Exercise brief: Below are the entries; output exactly the lines from the one containing "Audit checkpoint: the sunlit" through the final line, inclusive.

Data for review:
-- Opening Marker --

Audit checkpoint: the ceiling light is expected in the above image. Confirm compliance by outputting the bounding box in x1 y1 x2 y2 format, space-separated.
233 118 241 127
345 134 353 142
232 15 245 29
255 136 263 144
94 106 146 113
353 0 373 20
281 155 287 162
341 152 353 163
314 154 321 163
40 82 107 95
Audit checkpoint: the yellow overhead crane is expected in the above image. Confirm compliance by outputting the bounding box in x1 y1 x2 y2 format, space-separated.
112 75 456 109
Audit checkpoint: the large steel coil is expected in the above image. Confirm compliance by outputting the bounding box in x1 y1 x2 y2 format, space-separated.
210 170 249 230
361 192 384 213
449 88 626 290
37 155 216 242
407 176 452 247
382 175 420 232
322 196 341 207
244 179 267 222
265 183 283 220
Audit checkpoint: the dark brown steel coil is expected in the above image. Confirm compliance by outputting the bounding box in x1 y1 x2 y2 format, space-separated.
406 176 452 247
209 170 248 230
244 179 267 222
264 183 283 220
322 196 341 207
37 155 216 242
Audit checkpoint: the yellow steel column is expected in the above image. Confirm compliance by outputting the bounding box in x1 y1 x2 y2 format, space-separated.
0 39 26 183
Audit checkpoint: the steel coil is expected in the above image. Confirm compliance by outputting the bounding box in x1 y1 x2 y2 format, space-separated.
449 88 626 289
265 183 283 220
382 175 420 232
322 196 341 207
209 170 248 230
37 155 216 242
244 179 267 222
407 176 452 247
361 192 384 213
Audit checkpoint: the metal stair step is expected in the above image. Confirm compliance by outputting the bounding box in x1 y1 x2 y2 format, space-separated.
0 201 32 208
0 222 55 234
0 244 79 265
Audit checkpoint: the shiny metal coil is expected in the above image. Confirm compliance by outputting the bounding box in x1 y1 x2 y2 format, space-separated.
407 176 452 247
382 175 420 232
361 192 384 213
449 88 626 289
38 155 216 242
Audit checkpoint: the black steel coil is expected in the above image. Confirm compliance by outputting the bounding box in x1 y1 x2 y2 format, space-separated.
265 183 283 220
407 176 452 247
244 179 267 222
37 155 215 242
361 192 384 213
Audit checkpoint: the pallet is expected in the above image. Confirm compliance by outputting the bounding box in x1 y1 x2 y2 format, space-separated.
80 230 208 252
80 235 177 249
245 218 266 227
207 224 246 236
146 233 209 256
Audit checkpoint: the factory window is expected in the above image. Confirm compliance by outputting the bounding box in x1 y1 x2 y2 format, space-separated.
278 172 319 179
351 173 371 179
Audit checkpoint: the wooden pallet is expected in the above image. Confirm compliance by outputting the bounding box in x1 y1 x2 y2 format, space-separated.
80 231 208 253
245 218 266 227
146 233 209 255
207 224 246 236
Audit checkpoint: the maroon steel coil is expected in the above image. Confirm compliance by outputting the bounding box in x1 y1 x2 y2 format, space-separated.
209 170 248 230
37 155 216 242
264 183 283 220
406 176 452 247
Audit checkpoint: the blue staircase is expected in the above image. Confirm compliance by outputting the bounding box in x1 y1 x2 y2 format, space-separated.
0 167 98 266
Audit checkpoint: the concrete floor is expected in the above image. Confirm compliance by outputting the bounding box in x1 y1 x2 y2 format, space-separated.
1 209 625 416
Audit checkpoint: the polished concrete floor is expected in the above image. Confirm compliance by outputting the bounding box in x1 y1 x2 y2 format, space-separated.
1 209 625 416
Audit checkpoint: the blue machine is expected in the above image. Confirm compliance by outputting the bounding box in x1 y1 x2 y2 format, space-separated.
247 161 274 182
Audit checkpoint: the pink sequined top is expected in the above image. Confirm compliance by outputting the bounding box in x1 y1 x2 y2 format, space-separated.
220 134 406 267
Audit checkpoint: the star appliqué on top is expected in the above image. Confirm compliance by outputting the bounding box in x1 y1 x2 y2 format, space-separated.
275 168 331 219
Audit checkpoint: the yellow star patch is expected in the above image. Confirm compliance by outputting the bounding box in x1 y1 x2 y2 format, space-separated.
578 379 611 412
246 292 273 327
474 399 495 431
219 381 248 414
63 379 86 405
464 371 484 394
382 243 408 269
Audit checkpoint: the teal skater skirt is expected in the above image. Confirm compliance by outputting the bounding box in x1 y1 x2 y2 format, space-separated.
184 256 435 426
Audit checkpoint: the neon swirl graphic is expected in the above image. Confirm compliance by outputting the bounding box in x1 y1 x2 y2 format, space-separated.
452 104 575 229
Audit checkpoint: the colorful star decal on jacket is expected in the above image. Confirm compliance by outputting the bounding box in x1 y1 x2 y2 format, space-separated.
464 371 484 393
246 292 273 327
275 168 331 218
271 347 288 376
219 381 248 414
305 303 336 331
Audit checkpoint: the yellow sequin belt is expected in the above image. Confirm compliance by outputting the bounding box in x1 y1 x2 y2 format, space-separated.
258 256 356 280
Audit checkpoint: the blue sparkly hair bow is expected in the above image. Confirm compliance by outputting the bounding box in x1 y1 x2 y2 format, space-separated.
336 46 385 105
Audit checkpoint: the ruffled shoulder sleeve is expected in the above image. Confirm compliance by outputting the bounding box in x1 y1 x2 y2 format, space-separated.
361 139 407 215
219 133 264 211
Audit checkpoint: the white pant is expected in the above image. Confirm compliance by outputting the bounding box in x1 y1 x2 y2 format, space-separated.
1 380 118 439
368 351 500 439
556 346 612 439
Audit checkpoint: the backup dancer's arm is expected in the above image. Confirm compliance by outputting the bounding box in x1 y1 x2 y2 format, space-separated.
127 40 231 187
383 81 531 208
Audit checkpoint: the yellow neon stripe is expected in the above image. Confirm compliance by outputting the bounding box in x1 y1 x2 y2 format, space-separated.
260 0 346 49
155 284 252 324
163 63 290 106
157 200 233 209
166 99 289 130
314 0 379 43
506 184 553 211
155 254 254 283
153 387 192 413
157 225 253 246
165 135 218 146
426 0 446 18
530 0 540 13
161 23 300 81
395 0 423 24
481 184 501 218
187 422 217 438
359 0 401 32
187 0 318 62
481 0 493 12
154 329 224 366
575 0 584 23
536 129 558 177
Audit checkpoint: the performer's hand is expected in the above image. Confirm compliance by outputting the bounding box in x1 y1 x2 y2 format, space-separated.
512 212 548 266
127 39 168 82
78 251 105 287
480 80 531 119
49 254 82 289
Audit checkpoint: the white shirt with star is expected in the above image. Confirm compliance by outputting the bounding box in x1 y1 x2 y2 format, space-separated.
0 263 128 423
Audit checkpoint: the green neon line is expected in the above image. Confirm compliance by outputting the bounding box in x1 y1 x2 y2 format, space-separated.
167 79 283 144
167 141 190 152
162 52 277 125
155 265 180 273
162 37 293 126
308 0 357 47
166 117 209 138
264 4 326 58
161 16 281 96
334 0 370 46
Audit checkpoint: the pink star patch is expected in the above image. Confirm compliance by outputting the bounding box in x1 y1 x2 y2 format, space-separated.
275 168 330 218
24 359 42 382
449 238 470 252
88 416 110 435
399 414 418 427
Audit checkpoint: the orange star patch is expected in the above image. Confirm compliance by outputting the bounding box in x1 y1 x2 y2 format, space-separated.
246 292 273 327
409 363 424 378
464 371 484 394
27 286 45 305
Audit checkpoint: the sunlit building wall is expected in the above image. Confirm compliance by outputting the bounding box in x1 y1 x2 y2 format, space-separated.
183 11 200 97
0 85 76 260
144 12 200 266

-- Closing Marker --

Response below:
Audit checkpoint: the sunlit building wall is expected in the above image. Confirm compliance by outputting the bounding box in x1 y1 x2 y2 format, space-separated.
183 11 200 97
0 85 76 260
144 12 200 266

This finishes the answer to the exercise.